[EXCERPTED RECORDS]

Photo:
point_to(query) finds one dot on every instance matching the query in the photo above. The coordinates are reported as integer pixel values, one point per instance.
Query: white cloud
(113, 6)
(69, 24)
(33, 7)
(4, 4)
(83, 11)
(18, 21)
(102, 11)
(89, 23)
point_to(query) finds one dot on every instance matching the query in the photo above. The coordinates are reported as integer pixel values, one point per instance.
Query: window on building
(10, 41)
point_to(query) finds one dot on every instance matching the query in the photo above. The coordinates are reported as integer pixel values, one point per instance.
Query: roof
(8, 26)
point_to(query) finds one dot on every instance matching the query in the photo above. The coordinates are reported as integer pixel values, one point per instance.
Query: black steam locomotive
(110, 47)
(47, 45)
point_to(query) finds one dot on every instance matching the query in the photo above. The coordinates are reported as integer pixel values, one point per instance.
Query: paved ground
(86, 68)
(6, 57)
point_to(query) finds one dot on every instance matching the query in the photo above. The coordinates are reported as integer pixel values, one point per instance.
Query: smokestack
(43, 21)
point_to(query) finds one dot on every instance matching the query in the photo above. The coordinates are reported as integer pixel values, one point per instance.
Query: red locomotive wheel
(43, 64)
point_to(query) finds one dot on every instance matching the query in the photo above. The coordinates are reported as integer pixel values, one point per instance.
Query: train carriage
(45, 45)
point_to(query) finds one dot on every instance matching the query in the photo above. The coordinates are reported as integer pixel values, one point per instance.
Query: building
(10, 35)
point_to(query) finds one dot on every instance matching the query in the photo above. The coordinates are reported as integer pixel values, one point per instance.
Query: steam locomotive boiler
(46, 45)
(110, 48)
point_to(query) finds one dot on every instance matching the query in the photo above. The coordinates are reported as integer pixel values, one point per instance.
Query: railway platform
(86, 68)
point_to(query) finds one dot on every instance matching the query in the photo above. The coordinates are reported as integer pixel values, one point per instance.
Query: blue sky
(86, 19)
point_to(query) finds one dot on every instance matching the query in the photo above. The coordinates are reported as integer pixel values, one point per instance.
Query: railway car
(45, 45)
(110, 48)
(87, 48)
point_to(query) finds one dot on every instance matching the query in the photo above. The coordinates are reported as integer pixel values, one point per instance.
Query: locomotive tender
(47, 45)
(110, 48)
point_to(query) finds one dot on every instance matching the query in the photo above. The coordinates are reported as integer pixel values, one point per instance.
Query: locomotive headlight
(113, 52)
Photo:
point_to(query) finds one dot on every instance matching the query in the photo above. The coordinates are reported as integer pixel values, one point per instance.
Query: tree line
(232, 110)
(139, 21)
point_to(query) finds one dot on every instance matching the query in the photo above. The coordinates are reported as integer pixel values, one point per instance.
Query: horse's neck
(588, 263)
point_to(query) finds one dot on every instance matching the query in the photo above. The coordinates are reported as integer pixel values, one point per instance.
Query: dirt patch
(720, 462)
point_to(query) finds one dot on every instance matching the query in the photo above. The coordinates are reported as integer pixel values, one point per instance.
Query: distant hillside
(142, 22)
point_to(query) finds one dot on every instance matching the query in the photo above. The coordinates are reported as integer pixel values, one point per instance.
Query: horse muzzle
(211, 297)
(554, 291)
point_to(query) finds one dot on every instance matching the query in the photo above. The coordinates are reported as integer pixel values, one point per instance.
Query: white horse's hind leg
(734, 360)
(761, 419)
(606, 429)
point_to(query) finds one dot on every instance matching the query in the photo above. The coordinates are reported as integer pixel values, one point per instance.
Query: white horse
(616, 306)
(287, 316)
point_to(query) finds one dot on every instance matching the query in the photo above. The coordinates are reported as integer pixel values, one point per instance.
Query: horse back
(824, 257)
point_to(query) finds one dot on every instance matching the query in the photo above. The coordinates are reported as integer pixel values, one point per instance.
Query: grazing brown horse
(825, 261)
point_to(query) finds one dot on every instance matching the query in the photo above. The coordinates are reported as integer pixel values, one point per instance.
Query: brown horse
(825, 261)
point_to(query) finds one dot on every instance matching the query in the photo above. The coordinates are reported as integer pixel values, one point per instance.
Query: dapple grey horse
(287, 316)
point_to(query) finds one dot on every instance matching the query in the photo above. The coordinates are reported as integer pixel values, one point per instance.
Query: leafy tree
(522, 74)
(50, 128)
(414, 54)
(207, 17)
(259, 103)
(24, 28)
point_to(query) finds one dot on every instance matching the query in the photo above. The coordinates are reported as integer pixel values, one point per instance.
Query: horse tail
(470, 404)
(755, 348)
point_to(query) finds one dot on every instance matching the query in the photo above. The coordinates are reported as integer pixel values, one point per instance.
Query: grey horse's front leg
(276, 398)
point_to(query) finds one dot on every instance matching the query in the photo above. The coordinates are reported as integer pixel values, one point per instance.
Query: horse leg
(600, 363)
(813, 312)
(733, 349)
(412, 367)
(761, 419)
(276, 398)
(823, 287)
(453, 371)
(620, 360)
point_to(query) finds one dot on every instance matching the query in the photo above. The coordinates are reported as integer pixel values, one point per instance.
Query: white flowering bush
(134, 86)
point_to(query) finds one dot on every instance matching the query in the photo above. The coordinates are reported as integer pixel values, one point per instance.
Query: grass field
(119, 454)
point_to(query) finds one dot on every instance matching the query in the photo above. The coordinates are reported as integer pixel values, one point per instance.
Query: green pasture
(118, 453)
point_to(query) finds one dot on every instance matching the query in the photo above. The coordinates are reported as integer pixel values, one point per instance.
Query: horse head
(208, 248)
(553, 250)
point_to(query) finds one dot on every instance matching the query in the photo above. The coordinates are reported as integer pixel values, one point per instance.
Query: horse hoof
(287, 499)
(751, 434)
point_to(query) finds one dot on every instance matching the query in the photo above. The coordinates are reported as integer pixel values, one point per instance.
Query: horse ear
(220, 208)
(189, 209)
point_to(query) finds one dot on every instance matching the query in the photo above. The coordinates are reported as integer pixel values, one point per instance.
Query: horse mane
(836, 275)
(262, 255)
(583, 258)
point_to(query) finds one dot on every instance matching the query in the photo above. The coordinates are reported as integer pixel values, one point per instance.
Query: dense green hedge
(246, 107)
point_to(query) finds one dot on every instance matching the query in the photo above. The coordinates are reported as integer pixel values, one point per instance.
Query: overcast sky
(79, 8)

[/EXCERPTED RECORDS]

WHAT THIS TASK INVOLVES >> Every line of the listing should be reproduced exactly.

OUTPUT >>
Photo:
point_to(query) finds one dot on every instance matching the query in the photo above. The coordinates are reported as integer pixel values, one point per instance.
Query: white cloud
(113, 6)
(69, 24)
(33, 7)
(4, 4)
(83, 11)
(18, 21)
(102, 11)
(89, 23)
point_to(query) finds one dot on every instance matching the query in the photo above. The coordinates are reported as integer pixel values, one point per instance.
Query: window on building
(10, 41)
point_to(query) finds one dot on every instance matching the query in the photo above. The coordinates are reported as integer pixel values, one point per instance.
Query: roof
(8, 26)
point_to(query) finds one dot on every instance matching the query in the photo above. The coordinates are reported as integer pixel values, one point per instance.
Query: black steam locomotive
(110, 47)
(47, 45)
point_to(query) finds one dot on every instance matching the query in the photo above. The coordinates are reported as integer pixel values, one point per instance.
Query: paved ground
(86, 68)
(6, 57)
point_to(query) finds one dot on every instance matching the query in the photo above. The coordinates are reported as integer pixel values, one point per instance.
Query: smokestack
(43, 21)
point_to(query) finds one dot on every instance matching the query in the photo above. The coordinates are reported as integer pixel values, one point per instance.
Query: red locomotive wheel
(43, 64)
point_to(query) finds one dot on every instance matching the query in the photo above. The coordinates are reported as integer pixel values, one point per instance.
Query: train carriage
(45, 45)
point_to(query) finds one dot on every instance matching the query in the photo above. The coordinates are reported as integer pixel values, one point per instance.
Query: building
(10, 35)
point_to(query) finds one dot on every instance matching the query in the photo above. The coordinates are reported as integer pixel values, one point per instance.
Query: steam locomotive boiler
(46, 45)
(110, 48)
point_to(query) finds one dot on every instance matching the query in the photo above. The coordinates are reported as integer pixel values, one point per instance.
Query: railway platform
(86, 68)
point_to(query) finds one dot on every instance matching the query in the photo above. The coordinates are reported as integer pixel values, one point per instance.
Query: blue sky
(86, 19)
point_to(query) finds one dot on every instance matching the query in the photo above. The coordinates are reported as integer pixel values, one point per instance.
Query: railway car
(45, 45)
(110, 48)
(87, 48)
point_to(query) finds one dot on every instance matching the query in the photo above. The coordinates are reported as integer pixel values, one point per instance.
Query: locomotive tender
(47, 45)
(110, 48)
point_to(query) finds one dot on every instance matching the query in the photo above. The coordinates are reported as integer pixel values, one point per instance.
Query: locomotive headlight
(113, 52)
Photo:
point_to(query) finds one dot on every instance matching the query in the photo above. The coordinates are reported as integer pixel values, one point per instance.
Query: tree line
(232, 110)
(139, 21)
point_to(query) finds one dot on every instance matching the query in the photo above. The coordinates are reported as integer pixel values, one point per instance.
Query: horse's neck
(588, 263)
point_to(query) finds one dot on every instance matching the query in the photo above. The coordinates are reported as integer pixel values, one point per instance.
Query: dirt patch
(720, 462)
point_to(query) finds one dot on every instance matching the query in the photo above. The coordinates are reported as integer pixel values, one point per instance.
Query: distant hillside
(142, 22)
point_to(query) finds one dot on every instance matching the query in the photo above. The coordinates are reported as integer pixel values, one point per instance.
Query: horse muzzle
(211, 297)
(554, 291)
point_to(query) finds one dot on every instance matching the query in the photo above. The coordinates are reported as integer pixel values, one point per instance.
Query: white horse's hind leg
(734, 360)
(761, 419)
(606, 429)
point_to(query) finds one dot on every instance matching the query in the photo above. The coordinates are reported as integer pixel values, one point per instance.
Query: white horse
(616, 306)
(287, 316)
point_to(query) finds one dot on every instance matching the query in the photo above. The coordinates are reported as integer pixel values, one point per instance.
Query: horse back
(824, 257)
point_to(query) finds one dot on every instance matching the query in the photo above. The coordinates are reported as integer pixel values, one point per instance.
Query: grazing brown horse
(825, 261)
point_to(query) finds one dot on every instance matching the query in the photo above. The coordinates are reported as integer pixel values, one point per instance.
Query: brown horse
(825, 261)
point_to(query) finds one dot on every instance matching the query in the photo above. The coordinates are reported as integer pixel values, one point per instance.
Query: dapple grey horse
(287, 316)
point_to(query) finds one dot on every instance matching the query in the photo above. The coordinates are reported as integer pixel values, one point per instance.
Query: leafy tree
(522, 74)
(50, 128)
(414, 54)
(207, 17)
(259, 103)
(24, 28)
point_to(query) finds one dot on every instance matching the query in the photo above. The coordinates are reported as integer pixel values, one point per instance.
Query: horse tail
(470, 404)
(755, 348)
point_to(query) finds one dot on every instance matching the query in the photo above. The coordinates are reported as integer pixel values, one point per instance.
Query: grey horse's front leg
(276, 398)
point_to(query) finds one dot on every instance matching the query in the photo above. The coordinates are reported as integer pixel values, one point per instance.
Query: horse leg
(600, 363)
(813, 312)
(733, 349)
(412, 367)
(761, 419)
(276, 398)
(823, 287)
(453, 371)
(620, 360)
point_to(query) finds one dot on every instance matching the query in the photo above. The coordinates are reported as integer pixel values, one point per instance.
Query: white flowering bush
(134, 86)
point_to(query) finds one dot on every instance matching the query in the photo above. The coordinates are reported as integer pixel values, one point per instance.
Query: grass field
(119, 454)
point_to(query) finds one dot on every instance matching the query in the photo above. The coordinates are reported as integer pixel values, one point per instance.
Query: green pasture
(118, 453)
point_to(query) finds one dot on every instance matching the query in the photo above. The coordinates are reported as integer pixel values, one point per instance.
Query: horse head
(208, 248)
(553, 250)
point_to(query) finds one dot on every instance matching the query in the photo above. The coordinates are reported as integer pixel values, one point per instance.
Query: horse hoof
(287, 499)
(751, 434)
point_to(query) finds one dot on every instance matching the query in the photo above. The coordinates are reported as integer pixel values, one point per instance.
Query: horse ear
(220, 208)
(189, 209)
point_to(query) finds one dot on every instance matching the query in the photo above. The coordinates are reported as integer pixel values, one point per instance.
Query: horse mane
(836, 275)
(262, 255)
(583, 258)
point_to(query) finds one dot on every instance matching the query in the photo above. The coordinates are reported as integer pixel values, one point per instance.
Query: dense green hedge
(246, 107)
point_to(query) finds one dot on every instance matching the query in the photo above. The coordinates are reported as integer pixel values, one point per instance.
Query: overcast sky
(79, 8)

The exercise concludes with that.